*** Block opens ***

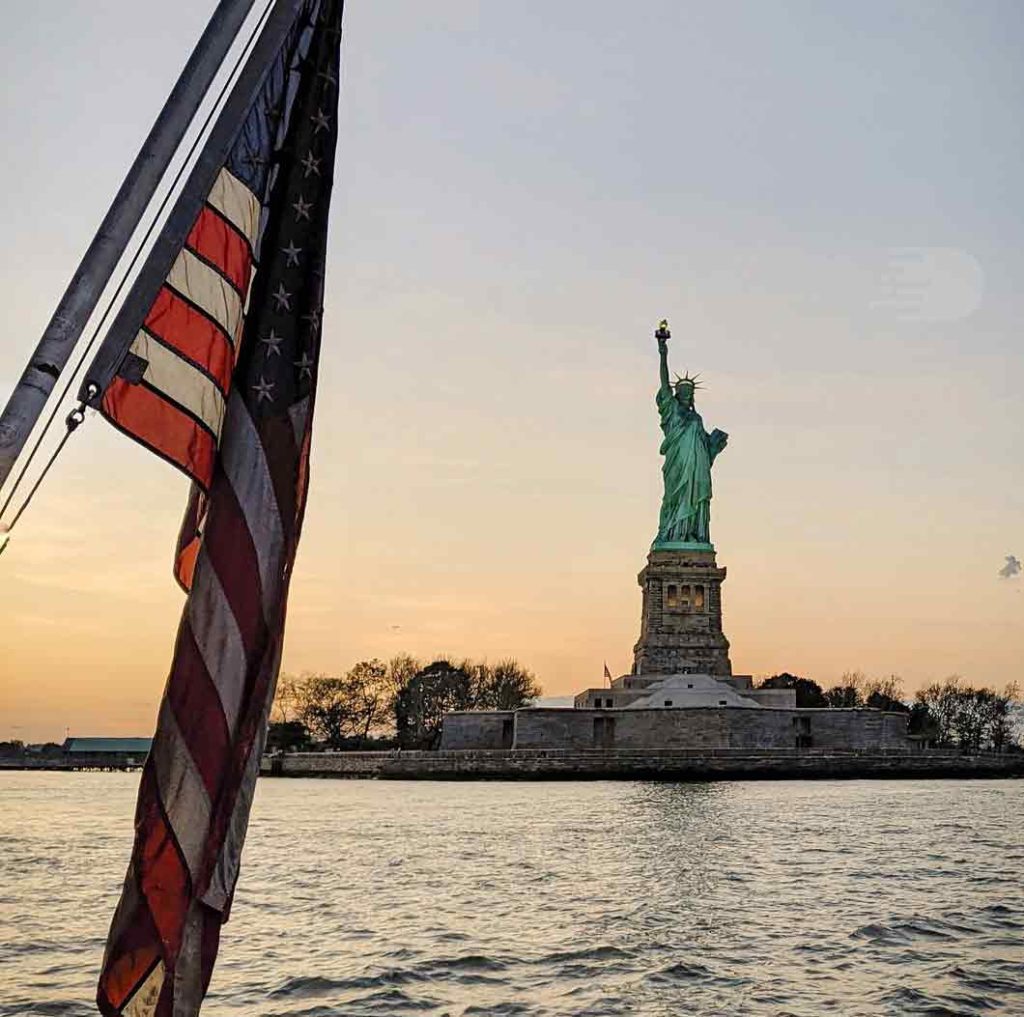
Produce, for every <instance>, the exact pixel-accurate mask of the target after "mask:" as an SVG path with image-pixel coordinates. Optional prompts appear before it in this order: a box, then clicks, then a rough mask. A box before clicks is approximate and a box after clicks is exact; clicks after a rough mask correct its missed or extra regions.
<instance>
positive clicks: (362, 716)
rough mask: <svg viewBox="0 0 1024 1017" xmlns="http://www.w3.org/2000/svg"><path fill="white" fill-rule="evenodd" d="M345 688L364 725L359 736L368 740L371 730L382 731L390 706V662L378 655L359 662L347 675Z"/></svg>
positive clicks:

*** Block closes ***
*** Block opens ***

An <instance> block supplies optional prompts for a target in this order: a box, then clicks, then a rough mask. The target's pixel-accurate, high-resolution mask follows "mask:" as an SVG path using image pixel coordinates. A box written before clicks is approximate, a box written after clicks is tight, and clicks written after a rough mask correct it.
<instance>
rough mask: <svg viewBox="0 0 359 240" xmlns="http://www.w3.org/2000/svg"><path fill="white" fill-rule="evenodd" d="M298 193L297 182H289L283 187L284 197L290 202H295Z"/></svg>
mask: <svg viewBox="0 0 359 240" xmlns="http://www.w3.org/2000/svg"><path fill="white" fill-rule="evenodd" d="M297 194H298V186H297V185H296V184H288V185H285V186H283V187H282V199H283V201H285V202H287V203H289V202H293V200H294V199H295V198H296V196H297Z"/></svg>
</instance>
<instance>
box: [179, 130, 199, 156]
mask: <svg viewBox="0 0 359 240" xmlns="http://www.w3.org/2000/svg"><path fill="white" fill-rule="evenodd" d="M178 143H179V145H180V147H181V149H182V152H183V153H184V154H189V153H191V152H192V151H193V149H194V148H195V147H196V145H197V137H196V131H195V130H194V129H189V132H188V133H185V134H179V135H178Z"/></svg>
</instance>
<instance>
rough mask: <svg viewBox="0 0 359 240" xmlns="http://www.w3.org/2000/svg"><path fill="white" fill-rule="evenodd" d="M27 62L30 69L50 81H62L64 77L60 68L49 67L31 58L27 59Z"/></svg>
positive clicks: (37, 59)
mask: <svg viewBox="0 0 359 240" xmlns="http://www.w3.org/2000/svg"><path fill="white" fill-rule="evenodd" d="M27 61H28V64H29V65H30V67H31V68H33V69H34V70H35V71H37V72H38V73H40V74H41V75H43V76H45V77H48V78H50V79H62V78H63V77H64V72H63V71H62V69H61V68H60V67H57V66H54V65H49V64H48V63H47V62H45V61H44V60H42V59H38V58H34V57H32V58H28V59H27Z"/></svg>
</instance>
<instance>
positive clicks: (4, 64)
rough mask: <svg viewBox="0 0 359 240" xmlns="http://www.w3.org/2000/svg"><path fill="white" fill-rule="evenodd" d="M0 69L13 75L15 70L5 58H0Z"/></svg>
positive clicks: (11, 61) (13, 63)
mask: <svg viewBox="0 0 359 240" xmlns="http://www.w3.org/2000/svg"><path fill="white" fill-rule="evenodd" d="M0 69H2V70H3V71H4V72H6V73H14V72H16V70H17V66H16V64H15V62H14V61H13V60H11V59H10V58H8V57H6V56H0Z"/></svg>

*** Block closes ***
*** Block opens ***

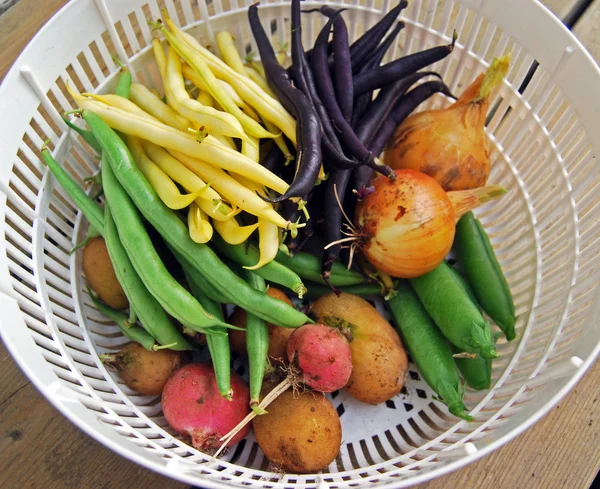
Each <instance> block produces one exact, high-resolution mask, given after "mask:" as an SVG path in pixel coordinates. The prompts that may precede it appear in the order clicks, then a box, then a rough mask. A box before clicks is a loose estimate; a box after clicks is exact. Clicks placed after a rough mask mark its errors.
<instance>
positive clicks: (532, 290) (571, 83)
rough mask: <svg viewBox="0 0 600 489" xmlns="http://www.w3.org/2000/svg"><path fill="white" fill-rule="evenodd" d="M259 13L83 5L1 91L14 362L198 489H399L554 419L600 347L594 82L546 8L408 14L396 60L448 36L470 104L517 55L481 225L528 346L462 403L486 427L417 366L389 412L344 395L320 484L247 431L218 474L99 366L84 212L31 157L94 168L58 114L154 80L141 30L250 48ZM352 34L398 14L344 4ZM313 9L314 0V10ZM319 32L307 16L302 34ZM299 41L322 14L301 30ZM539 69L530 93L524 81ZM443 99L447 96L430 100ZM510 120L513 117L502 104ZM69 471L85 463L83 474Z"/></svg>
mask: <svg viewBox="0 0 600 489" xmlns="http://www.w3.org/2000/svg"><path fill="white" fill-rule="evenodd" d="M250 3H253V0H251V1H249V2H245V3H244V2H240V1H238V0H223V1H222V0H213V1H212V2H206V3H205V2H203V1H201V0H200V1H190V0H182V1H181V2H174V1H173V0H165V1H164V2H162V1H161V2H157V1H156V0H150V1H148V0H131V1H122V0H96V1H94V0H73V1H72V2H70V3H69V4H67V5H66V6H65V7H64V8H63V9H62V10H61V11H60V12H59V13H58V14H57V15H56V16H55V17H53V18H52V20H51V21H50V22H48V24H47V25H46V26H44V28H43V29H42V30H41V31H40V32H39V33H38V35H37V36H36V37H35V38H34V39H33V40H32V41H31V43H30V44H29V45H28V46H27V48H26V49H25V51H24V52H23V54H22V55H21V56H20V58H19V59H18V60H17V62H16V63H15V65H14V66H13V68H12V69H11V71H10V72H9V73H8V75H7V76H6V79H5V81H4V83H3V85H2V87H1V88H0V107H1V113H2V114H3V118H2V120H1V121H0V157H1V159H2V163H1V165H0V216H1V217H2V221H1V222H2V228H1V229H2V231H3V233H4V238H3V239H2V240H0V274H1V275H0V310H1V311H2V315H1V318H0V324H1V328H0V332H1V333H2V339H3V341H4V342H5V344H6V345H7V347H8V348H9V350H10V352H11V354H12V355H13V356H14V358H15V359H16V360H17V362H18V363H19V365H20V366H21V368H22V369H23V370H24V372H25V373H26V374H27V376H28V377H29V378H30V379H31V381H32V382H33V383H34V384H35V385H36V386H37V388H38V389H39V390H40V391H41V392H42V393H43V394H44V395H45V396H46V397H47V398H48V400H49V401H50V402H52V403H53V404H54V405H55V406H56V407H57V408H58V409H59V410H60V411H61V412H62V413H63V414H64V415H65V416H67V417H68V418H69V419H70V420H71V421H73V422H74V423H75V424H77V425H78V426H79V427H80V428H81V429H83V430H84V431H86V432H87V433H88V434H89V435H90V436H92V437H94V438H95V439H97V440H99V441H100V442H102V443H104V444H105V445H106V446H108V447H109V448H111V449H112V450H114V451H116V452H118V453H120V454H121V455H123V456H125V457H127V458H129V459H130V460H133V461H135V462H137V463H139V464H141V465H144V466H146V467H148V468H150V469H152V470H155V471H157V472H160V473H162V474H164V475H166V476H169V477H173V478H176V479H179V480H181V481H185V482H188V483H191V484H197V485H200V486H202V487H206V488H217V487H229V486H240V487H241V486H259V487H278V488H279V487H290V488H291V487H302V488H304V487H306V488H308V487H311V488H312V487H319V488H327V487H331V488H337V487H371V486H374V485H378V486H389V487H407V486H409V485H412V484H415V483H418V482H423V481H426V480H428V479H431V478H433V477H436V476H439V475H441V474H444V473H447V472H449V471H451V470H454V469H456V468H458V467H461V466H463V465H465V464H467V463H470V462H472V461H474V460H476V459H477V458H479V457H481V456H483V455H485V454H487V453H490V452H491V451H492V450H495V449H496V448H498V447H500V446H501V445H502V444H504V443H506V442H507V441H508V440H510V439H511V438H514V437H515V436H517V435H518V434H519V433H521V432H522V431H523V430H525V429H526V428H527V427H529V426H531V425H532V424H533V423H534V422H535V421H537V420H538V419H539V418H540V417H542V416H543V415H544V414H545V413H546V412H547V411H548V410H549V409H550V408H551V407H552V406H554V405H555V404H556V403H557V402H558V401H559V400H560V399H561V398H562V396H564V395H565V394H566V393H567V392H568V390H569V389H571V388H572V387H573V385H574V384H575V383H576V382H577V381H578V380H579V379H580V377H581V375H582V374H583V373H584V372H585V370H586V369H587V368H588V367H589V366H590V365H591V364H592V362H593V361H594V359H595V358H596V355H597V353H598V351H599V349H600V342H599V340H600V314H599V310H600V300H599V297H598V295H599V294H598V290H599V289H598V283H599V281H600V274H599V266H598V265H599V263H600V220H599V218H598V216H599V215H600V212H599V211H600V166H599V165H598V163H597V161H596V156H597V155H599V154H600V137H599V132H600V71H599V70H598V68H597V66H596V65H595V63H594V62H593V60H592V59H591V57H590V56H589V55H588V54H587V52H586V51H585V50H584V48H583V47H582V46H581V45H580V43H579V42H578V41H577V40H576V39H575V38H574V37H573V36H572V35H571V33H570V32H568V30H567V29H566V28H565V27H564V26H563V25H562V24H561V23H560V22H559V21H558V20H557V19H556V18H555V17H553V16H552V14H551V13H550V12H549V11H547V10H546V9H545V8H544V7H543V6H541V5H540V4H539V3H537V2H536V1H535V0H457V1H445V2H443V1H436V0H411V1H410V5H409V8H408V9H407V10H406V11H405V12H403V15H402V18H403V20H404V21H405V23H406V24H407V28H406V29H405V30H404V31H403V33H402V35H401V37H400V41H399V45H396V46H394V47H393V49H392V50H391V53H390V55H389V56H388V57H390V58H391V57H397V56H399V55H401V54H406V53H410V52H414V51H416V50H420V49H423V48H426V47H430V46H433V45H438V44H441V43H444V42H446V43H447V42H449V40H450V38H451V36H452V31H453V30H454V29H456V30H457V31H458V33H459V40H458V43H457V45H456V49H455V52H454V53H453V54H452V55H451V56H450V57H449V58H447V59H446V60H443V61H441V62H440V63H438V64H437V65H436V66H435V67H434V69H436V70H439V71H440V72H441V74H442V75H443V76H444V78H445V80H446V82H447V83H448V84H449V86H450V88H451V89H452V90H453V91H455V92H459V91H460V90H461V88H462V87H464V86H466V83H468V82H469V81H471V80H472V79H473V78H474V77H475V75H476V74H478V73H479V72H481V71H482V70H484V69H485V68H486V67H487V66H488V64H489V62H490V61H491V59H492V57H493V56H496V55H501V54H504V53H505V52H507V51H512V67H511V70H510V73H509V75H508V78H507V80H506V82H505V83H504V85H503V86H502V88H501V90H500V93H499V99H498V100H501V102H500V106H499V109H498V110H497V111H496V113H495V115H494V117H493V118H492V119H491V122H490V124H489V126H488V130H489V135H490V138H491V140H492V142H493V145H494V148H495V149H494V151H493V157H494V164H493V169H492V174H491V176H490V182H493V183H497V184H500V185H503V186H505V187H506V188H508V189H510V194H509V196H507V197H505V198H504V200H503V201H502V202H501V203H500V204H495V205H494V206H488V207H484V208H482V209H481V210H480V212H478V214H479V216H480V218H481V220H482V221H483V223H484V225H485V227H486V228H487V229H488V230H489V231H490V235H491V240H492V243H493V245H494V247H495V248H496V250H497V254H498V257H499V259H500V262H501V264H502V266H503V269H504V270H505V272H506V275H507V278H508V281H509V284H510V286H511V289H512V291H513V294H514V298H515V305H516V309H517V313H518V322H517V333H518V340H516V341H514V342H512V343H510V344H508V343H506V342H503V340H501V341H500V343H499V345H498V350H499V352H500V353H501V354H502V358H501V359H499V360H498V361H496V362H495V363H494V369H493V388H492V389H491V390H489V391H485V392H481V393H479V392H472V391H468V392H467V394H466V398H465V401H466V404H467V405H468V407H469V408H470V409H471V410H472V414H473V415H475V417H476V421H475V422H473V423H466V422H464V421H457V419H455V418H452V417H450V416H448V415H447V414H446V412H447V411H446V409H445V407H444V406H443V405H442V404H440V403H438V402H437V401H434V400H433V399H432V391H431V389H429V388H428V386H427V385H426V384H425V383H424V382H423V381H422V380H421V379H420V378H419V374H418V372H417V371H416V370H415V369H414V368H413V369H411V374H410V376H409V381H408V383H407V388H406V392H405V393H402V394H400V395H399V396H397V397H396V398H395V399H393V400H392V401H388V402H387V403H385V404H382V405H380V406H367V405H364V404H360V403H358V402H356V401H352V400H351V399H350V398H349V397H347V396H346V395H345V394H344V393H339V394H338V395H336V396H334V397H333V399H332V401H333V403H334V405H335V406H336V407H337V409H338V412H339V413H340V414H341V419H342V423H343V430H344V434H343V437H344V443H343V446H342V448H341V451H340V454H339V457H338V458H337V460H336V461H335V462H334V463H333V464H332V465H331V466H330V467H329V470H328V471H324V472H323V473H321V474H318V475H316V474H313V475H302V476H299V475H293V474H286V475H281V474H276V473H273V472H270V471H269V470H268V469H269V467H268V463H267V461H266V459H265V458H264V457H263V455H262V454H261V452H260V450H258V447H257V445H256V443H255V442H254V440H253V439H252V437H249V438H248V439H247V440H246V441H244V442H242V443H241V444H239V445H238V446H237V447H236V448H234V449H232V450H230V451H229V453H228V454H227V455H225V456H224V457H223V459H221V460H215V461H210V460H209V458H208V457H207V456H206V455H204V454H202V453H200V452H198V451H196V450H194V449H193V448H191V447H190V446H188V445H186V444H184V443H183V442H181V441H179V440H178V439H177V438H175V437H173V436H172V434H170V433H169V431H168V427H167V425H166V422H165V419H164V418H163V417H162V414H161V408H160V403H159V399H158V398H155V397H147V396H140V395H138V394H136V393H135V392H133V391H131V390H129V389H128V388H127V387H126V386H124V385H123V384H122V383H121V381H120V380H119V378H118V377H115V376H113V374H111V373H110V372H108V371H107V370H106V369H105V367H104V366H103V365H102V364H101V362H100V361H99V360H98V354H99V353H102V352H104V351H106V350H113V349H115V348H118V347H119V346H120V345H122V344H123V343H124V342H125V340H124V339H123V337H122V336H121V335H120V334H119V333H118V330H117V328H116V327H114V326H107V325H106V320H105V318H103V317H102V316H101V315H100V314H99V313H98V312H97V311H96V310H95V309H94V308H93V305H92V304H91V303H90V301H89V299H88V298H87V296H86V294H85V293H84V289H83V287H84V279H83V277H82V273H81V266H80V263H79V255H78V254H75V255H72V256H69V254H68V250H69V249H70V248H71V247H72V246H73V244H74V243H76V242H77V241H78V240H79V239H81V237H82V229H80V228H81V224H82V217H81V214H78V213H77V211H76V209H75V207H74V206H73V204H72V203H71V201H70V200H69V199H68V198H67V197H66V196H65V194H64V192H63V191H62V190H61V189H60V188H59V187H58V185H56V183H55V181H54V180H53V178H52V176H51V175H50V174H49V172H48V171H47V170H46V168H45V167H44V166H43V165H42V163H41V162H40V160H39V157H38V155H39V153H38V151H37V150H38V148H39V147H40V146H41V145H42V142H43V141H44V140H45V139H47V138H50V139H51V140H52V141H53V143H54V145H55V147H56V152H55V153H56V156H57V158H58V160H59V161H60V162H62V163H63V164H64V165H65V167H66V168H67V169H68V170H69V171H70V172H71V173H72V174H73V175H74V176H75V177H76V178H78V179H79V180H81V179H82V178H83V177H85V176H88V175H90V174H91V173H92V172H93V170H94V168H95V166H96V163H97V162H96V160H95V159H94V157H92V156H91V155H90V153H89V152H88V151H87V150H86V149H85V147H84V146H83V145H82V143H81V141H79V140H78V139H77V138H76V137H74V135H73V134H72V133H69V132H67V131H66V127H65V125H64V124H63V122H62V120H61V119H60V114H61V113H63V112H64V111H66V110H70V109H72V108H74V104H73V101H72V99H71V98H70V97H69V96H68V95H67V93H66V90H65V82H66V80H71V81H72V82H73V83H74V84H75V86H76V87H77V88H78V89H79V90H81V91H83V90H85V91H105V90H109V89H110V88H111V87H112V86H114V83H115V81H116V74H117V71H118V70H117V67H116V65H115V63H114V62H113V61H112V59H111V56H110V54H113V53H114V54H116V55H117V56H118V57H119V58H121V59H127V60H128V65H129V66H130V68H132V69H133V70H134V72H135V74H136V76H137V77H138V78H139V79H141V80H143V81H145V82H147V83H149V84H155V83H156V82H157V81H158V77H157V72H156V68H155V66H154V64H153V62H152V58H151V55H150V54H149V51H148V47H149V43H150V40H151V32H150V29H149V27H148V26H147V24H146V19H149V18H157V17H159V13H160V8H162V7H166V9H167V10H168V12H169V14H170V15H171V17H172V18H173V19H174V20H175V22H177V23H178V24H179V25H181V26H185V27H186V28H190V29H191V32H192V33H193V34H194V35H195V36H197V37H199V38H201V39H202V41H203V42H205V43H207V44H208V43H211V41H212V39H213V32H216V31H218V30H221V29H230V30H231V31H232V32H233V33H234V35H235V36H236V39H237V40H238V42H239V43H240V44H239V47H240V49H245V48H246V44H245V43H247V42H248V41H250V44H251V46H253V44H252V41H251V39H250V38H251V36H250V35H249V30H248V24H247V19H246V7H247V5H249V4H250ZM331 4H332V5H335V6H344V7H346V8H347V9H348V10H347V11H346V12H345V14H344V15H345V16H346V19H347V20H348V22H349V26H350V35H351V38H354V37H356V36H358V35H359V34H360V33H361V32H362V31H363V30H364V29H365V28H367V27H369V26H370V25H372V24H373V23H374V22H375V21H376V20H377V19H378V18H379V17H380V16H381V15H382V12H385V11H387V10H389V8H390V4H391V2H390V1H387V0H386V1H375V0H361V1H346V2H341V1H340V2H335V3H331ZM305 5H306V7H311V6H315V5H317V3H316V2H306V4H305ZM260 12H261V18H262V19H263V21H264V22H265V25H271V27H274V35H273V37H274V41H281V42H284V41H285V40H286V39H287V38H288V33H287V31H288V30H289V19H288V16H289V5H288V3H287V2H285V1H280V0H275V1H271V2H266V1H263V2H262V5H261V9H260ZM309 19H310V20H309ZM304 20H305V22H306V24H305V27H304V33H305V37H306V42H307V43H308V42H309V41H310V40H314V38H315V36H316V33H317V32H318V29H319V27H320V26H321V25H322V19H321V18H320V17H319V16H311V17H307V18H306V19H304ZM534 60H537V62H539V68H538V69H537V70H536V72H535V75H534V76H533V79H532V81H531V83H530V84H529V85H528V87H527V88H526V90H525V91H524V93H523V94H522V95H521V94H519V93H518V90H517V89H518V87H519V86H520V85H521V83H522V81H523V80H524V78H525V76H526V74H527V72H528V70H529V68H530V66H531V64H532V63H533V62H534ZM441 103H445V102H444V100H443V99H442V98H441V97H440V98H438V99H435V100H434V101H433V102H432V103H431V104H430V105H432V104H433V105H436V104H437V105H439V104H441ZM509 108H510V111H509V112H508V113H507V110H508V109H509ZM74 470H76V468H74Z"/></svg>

*** Block closes ***

Task details: Which lines of the records above contain the word "accurate"? Report each one in full.

Answer to this exercise:
Produce, for every <instance>, the exact pixel-accurate mask of the target after "mask:" as an SVG path with image-pixel coordinates. Optional prompts appear before it in this order: a box, then clicks, then a rough mask. A box before clicks is approximate and a box after clicks is exact; clicks after a rough mask correct its missed or extra regions.
An <instance> block supplies optional prompts for a target in this order: a box, then clicks, then a rough mask. The target's pixel-accurate, high-resolution mask follows "mask:" as an SVG path using image pixel coordinates. A box written before clicks is approximate, a box written after clicks is tight, and clicks written after a rough mask correct it.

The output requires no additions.